Task details:
In the entries below, repeat only the lines between those holding "mark the boulder | one pin per instance." and "mark the woman spectator", inclusive. Leave pictures out.

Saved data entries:

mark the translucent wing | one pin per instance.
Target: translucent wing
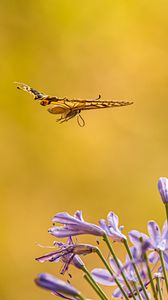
(69, 108)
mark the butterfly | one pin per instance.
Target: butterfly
(69, 108)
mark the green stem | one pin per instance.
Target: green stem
(105, 237)
(81, 297)
(150, 277)
(111, 272)
(137, 291)
(166, 207)
(159, 288)
(94, 285)
(163, 268)
(136, 270)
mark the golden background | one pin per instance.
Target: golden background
(118, 49)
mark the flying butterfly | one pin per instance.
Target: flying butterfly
(69, 108)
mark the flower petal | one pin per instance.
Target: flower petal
(65, 218)
(135, 236)
(117, 293)
(163, 188)
(154, 233)
(165, 256)
(153, 257)
(113, 220)
(54, 284)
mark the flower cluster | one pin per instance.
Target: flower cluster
(144, 273)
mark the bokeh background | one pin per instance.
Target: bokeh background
(79, 49)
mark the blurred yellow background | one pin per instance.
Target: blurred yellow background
(79, 49)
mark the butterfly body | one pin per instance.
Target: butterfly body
(69, 108)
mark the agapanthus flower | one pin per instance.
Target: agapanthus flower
(112, 228)
(56, 286)
(68, 253)
(73, 225)
(163, 189)
(103, 276)
(157, 241)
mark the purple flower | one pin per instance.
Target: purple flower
(112, 229)
(156, 241)
(68, 254)
(56, 286)
(102, 276)
(73, 226)
(163, 189)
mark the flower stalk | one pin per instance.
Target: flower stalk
(136, 270)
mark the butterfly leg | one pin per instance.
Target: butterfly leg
(69, 115)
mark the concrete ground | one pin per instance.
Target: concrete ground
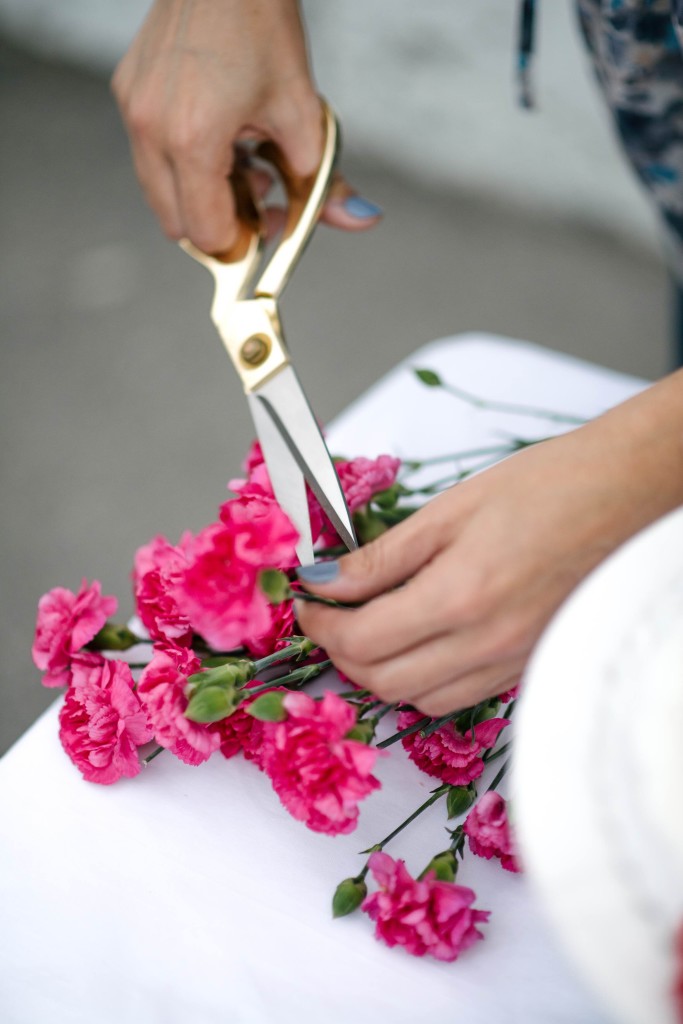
(120, 414)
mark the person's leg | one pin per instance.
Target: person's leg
(635, 47)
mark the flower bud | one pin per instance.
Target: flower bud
(429, 378)
(443, 865)
(114, 637)
(211, 704)
(235, 672)
(364, 731)
(268, 708)
(275, 585)
(348, 897)
(460, 799)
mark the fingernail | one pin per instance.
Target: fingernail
(361, 208)
(319, 572)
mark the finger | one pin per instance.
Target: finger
(207, 205)
(397, 681)
(377, 566)
(347, 210)
(469, 690)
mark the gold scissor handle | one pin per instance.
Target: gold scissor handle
(245, 314)
(305, 197)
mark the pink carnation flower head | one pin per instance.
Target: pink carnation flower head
(101, 722)
(317, 773)
(487, 829)
(218, 590)
(66, 623)
(363, 478)
(242, 733)
(162, 690)
(447, 754)
(157, 568)
(425, 916)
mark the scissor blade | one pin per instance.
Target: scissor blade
(283, 397)
(288, 482)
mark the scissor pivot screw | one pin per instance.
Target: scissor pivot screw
(255, 350)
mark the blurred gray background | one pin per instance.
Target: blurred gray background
(121, 415)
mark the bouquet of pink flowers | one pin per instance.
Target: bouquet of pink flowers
(225, 672)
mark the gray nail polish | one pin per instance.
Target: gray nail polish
(319, 572)
(361, 208)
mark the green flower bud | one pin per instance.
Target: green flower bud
(211, 704)
(268, 708)
(348, 897)
(114, 637)
(274, 585)
(369, 525)
(235, 673)
(429, 378)
(443, 865)
(460, 799)
(364, 731)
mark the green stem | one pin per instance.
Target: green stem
(303, 595)
(437, 723)
(499, 777)
(285, 654)
(404, 732)
(509, 407)
(155, 754)
(436, 795)
(414, 464)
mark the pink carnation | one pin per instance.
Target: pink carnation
(162, 689)
(218, 590)
(102, 723)
(427, 916)
(66, 623)
(258, 484)
(446, 754)
(157, 569)
(317, 773)
(242, 733)
(488, 830)
(363, 478)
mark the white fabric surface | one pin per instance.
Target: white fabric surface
(189, 895)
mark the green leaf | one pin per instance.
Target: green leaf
(363, 731)
(230, 674)
(267, 708)
(211, 704)
(114, 637)
(274, 585)
(348, 896)
(429, 378)
(459, 800)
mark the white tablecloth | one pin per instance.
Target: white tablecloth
(188, 895)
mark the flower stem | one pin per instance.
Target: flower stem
(499, 778)
(155, 754)
(436, 795)
(509, 407)
(415, 464)
(404, 732)
(299, 676)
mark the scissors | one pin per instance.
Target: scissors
(247, 317)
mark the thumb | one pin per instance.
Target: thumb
(378, 566)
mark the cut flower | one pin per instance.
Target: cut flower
(317, 773)
(425, 916)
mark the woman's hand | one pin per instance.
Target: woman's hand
(482, 567)
(200, 76)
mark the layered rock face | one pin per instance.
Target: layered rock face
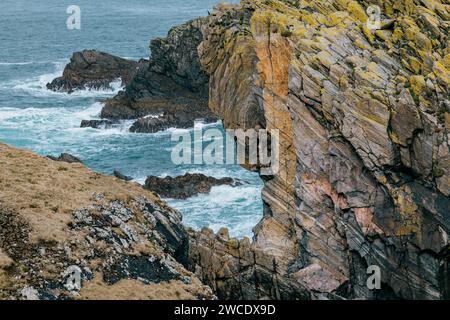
(69, 233)
(364, 120)
(172, 91)
(92, 69)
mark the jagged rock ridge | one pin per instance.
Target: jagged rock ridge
(364, 120)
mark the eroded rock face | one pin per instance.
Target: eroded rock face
(75, 227)
(186, 186)
(65, 157)
(172, 91)
(92, 69)
(364, 141)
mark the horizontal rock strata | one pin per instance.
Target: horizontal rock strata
(186, 186)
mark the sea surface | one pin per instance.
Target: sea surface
(35, 45)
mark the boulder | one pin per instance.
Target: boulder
(186, 186)
(91, 69)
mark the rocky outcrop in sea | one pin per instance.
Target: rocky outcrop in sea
(172, 91)
(77, 234)
(364, 128)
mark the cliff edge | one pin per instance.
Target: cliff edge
(364, 120)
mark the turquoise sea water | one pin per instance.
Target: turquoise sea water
(35, 44)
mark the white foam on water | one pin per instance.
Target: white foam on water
(37, 86)
(237, 208)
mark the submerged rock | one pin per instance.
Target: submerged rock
(121, 176)
(97, 124)
(76, 234)
(186, 186)
(66, 157)
(92, 69)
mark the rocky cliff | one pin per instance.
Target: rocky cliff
(63, 226)
(172, 91)
(364, 120)
(91, 69)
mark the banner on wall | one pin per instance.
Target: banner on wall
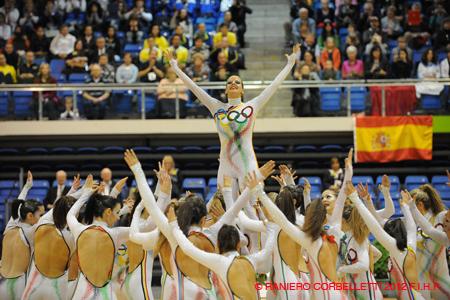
(388, 139)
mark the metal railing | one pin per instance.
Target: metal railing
(144, 88)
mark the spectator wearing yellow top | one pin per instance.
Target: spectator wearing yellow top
(160, 40)
(149, 46)
(181, 53)
(218, 37)
(7, 72)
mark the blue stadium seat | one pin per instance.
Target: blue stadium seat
(196, 185)
(23, 103)
(330, 99)
(432, 102)
(3, 104)
(414, 181)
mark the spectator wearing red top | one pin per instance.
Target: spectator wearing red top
(331, 52)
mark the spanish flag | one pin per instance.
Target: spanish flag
(386, 139)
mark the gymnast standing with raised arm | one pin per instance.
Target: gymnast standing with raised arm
(235, 119)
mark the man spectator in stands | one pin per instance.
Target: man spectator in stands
(106, 177)
(127, 72)
(95, 101)
(100, 49)
(153, 69)
(181, 52)
(331, 52)
(108, 70)
(28, 69)
(57, 192)
(40, 44)
(223, 32)
(238, 10)
(7, 72)
(63, 43)
(303, 18)
(199, 48)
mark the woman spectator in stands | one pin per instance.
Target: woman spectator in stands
(77, 61)
(49, 99)
(376, 67)
(331, 52)
(127, 72)
(181, 18)
(95, 16)
(402, 65)
(328, 31)
(390, 24)
(353, 67)
(160, 40)
(169, 90)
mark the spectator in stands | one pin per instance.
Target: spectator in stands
(223, 32)
(69, 113)
(88, 38)
(169, 90)
(95, 101)
(77, 61)
(331, 52)
(134, 33)
(57, 192)
(328, 31)
(402, 65)
(238, 10)
(10, 12)
(402, 45)
(63, 43)
(40, 45)
(352, 68)
(138, 12)
(127, 72)
(112, 42)
(100, 49)
(106, 181)
(302, 18)
(199, 48)
(198, 71)
(305, 101)
(29, 18)
(5, 30)
(28, 70)
(12, 57)
(347, 13)
(49, 99)
(181, 52)
(328, 72)
(324, 12)
(7, 72)
(390, 24)
(334, 176)
(151, 70)
(95, 16)
(181, 18)
(376, 66)
(227, 20)
(160, 40)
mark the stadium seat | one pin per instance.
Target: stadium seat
(330, 99)
(414, 181)
(23, 104)
(196, 185)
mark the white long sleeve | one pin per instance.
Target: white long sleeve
(268, 92)
(211, 103)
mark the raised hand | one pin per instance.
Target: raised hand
(130, 158)
(267, 169)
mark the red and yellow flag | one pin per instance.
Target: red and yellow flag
(386, 139)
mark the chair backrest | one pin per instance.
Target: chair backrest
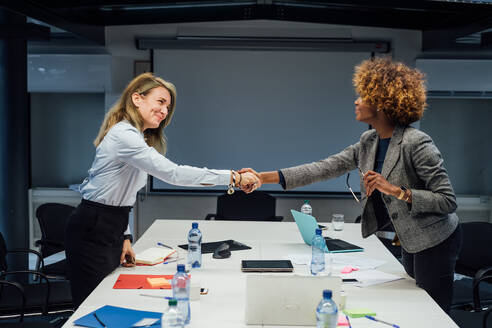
(475, 251)
(52, 218)
(256, 206)
(3, 254)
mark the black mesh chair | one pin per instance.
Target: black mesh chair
(256, 206)
(52, 218)
(475, 261)
(42, 297)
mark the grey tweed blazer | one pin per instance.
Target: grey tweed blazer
(412, 161)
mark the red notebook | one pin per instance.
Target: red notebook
(139, 281)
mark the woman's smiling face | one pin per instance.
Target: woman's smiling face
(153, 107)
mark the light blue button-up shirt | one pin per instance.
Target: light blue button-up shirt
(123, 160)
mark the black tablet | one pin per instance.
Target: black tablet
(266, 266)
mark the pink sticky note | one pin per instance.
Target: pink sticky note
(342, 320)
(349, 269)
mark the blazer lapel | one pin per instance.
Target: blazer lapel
(368, 157)
(393, 153)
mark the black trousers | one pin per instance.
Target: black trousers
(93, 245)
(433, 268)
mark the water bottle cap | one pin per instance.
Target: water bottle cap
(327, 293)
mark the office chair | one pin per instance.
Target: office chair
(390, 244)
(40, 298)
(52, 218)
(256, 206)
(475, 261)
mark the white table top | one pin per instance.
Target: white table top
(400, 302)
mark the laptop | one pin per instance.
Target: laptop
(307, 227)
(286, 300)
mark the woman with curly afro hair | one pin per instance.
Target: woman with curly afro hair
(402, 176)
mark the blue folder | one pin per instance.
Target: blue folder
(113, 316)
(307, 227)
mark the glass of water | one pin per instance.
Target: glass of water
(337, 220)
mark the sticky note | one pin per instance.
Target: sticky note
(158, 282)
(348, 269)
(342, 321)
(358, 313)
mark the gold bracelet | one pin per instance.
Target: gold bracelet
(230, 188)
(408, 194)
(240, 179)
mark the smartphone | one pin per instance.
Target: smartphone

Result for this task:
mark the boulder | one pin per instance.
Target: boulder
(186, 186)
(91, 69)
mark the rocky outcrop in sea | one pin per instance.
Target: rocky outcrop in sea
(172, 91)
(77, 234)
(364, 128)
mark the cliff edge | one pin per instance.
Target: cliff edge
(364, 120)
mark the turquoise sea water | one pin per instance.
Target: turquoise sea water
(35, 44)
mark the white foam on water | one pin per instance.
Target: white foam on water
(37, 86)
(237, 208)
mark the submerged rock | one pin per instance.
Target: submerged rock
(121, 176)
(97, 124)
(76, 234)
(186, 186)
(66, 157)
(92, 69)
mark the rocky cliff | one pin per instance.
Target: rocky cliff
(63, 226)
(172, 91)
(364, 120)
(91, 69)
mark the banner on wall | one pin per instance.
Target: banner on wall
(388, 139)
mark the metal railing | one pin per instance.
Target: metal railing
(144, 88)
mark the spectator wearing yellow top | one pin per instance.
Target: spectator wearing yellow top
(160, 40)
(149, 46)
(181, 53)
(218, 37)
(7, 72)
mark the blue stadium seat | one pin per instance.
Target: blue stadium seat
(196, 185)
(23, 103)
(330, 99)
(432, 102)
(3, 104)
(414, 181)
mark the spectator wearing red top | one pin per instance.
Target: spectator wearing red top
(331, 52)
mark the spanish flag | one pin per instance.
Target: spanish flag
(386, 139)
mark the gymnast standing with raised arm | one pin per instance.
Target: gymnast standing with raised arm
(235, 119)
mark the man spectator in stands | one pin per instance.
Target: man spectator in stands
(106, 177)
(127, 72)
(95, 101)
(100, 49)
(153, 69)
(181, 52)
(331, 52)
(108, 70)
(28, 69)
(57, 192)
(40, 44)
(223, 32)
(238, 10)
(7, 72)
(63, 43)
(303, 18)
(199, 48)
mark the woman spectator in stands | one pin per instance.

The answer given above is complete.